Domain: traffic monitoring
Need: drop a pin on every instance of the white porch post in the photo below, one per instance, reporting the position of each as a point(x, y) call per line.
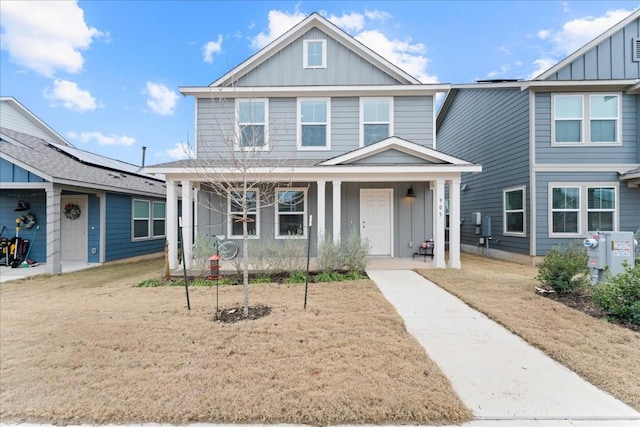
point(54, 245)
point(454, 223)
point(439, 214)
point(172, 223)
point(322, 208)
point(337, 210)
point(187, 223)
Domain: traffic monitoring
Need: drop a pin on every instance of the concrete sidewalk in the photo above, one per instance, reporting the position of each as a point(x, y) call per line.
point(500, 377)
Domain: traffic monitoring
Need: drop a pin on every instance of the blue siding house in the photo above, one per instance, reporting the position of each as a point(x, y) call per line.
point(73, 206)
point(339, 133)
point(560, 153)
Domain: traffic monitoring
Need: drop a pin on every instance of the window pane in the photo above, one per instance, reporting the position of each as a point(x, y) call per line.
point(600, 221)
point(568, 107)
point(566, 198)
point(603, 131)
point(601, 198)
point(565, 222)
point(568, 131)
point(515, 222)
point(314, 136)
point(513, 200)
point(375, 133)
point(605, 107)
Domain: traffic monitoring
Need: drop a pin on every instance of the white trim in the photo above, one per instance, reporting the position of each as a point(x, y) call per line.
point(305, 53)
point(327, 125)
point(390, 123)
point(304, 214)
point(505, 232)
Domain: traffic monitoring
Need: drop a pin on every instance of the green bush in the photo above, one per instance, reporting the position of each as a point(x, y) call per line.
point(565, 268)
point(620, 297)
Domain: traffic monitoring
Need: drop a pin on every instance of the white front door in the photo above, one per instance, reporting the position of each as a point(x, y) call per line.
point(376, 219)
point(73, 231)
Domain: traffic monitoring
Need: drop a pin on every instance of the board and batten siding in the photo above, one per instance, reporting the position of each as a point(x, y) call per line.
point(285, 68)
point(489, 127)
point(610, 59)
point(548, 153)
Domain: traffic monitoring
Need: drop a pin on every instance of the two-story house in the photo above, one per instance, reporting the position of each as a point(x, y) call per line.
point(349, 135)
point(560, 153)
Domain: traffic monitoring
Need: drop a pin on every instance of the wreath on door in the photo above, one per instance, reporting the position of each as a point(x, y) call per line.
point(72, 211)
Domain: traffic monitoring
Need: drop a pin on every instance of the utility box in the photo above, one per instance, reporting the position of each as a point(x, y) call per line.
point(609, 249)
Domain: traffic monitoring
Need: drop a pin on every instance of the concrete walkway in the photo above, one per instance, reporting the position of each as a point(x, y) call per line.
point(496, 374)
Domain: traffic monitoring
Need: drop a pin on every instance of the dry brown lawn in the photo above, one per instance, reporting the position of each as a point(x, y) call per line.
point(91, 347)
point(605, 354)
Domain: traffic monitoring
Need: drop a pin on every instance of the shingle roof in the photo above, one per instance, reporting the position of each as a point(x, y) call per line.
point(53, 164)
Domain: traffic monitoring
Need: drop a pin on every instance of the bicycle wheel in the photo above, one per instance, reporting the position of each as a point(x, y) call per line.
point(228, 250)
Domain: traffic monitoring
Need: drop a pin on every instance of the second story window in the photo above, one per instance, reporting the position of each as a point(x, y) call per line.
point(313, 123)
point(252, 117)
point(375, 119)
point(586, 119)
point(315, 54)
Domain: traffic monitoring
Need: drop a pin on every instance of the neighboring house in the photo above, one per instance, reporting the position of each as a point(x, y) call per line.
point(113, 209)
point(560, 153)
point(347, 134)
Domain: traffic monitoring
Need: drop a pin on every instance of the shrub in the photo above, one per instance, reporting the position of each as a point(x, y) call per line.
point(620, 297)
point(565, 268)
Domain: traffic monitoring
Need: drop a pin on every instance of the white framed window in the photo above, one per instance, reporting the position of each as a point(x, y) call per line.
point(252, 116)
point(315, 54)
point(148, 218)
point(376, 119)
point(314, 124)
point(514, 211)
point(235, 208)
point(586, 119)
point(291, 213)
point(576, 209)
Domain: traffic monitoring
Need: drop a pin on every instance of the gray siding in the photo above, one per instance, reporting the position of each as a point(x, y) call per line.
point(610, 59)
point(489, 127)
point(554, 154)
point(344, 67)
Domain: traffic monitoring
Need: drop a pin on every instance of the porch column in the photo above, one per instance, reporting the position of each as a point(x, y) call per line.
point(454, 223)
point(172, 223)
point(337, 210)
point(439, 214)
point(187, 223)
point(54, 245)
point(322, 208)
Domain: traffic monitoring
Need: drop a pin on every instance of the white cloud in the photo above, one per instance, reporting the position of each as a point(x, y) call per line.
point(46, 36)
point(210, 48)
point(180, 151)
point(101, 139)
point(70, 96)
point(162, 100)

----

#### Task directions:
All entries above are to be restated exactly, with every image omitted.

#### Answer section:
Domain: traffic monitoring
Need: drop a pin on every instance of the white porch post in the photo below, one per instance, reporting the position of each as a point(x, y) call per line.
point(54, 245)
point(454, 223)
point(439, 214)
point(172, 223)
point(322, 208)
point(337, 210)
point(187, 223)
Domain: traffic monitoring
Need: drop a pin on every instance of the concrete sidewalk in the photo above, one per instance, reporting the position of each as a point(x, y) call per line.
point(500, 377)
Domain: traffic monitoring
Need: drop a pin on every instance of the blue siding house in the photo above, one per instance, reporting the position of each as a point(x, y) call per line.
point(73, 206)
point(339, 133)
point(560, 153)
Domain: traffic monitoring
Need: drop a pin on every instance of the window pane in the photo above, one per instance, reporting the position of each as a point(x, y) call per line.
point(600, 221)
point(568, 107)
point(566, 198)
point(603, 131)
point(601, 198)
point(565, 222)
point(568, 131)
point(515, 222)
point(314, 136)
point(513, 200)
point(375, 133)
point(605, 107)
Domain: traffic monitoring
Need: drop a pin on every instance of the white trim in the photo above, one per instance, reporting the position of each as a point(x, y) call per line.
point(305, 53)
point(327, 125)
point(390, 123)
point(304, 214)
point(505, 232)
Domain: traffic monitoring
Need: drop a pin on every instance of the green bush in the photo above, one per instance, reporting the position of each as a point(x, y) call per line.
point(565, 268)
point(620, 297)
Domain: traffic monitoring
Need: drop a pin on every instance of the white front door in the photo above, one per instance, reporting the position of each as a point(x, y) call per line.
point(376, 219)
point(73, 231)
Domain: traffic monitoring
Need: drop a pin on every instance of the board and batten siding in the photo above, one per instance, reporting the position of each as a point(x, y) call per line.
point(285, 68)
point(489, 127)
point(610, 59)
point(548, 153)
Domain: traffic monitoring
Need: drop a pin on every instance of the two-story house in the photo above, one per instance, reporting the position of each as a point(x, y) call per line.
point(349, 135)
point(560, 153)
Domain: traffic monitoring
Need: drop a pin on every instance of the wreath on door in the photo above, one per instance, reporting the position of each as a point(x, y) call per line.
point(72, 211)
Domain: traffic monitoring
Need: drop a pin on every instance of the utility box in the photo above, one per instance, reporting the position of each as a point(x, y) call per line.
point(609, 249)
Domain: traffic monitoring
Need: drop a pin on every instance of the concrete walkway in the photo above, one per instance, reporting the position of each as a point(x, y) call per line.
point(496, 374)
Domain: traffic monitoring
Need: drop a pin on every instance of the dry brown lawn in the photo above, one per instance, reporting the position of each as a point(x, y) call per line.
point(91, 347)
point(605, 354)
Domain: traffic monitoring
Need: drop a pin on every instance of the shingle roof in the photo above, one per instance, reporting the position of each as a point(x, y) call per line.
point(53, 164)
Domain: traffic monitoring
Need: drop a pin on every instance of the bicycle wheel in the photo above, one per instance, reporting the position of each as a point(x, y) call per line.
point(228, 250)
Domain: traffic monitoring
Need: drop a pin on every instance of the second story window in the photo above, one per instance, reporting the position of each as a point(x, y) call per line.
point(313, 123)
point(252, 117)
point(375, 119)
point(586, 119)
point(315, 54)
Domain: traffic monitoring
Need: drop a pin on every instance of the neighboring house in the photo above, one per instance, reporting the position of each as a point(x, y) call per line.
point(113, 209)
point(560, 153)
point(347, 134)
Domain: traffic monitoring
Need: drop a pin on every instance of the shrub in the photo above, one per instance, reporting the position of each as a point(x, y) call per line.
point(620, 297)
point(565, 268)
Domain: traffic monitoring
Need: drop a pin on every instance of the white framed window in the photo above, one per instance, reporting the position of each as a point(x, y) call per line.
point(252, 116)
point(315, 54)
point(148, 218)
point(376, 119)
point(314, 124)
point(514, 211)
point(235, 208)
point(586, 119)
point(291, 213)
point(576, 209)
Domain: traffic monitoring
Need: drop a pin on every instance of the gray siding in the photo above, one per instance, reporting the position of each as a point(x, y) call per line.
point(610, 59)
point(489, 127)
point(554, 154)
point(344, 67)
Domain: traffic monitoring
Need: drop a pin on every instance of the porch column in the photo above, one per instance, reporting the position of each as a point(x, y) call per line.
point(454, 223)
point(172, 223)
point(337, 210)
point(439, 214)
point(187, 223)
point(54, 245)
point(322, 208)
Domain: traffic monitoring
Need: drop a pin on every instance of the white cloud in the photo above, one per instance, reporting the position of each as a point(x, y) call per line.
point(46, 36)
point(210, 48)
point(180, 151)
point(101, 139)
point(70, 96)
point(162, 100)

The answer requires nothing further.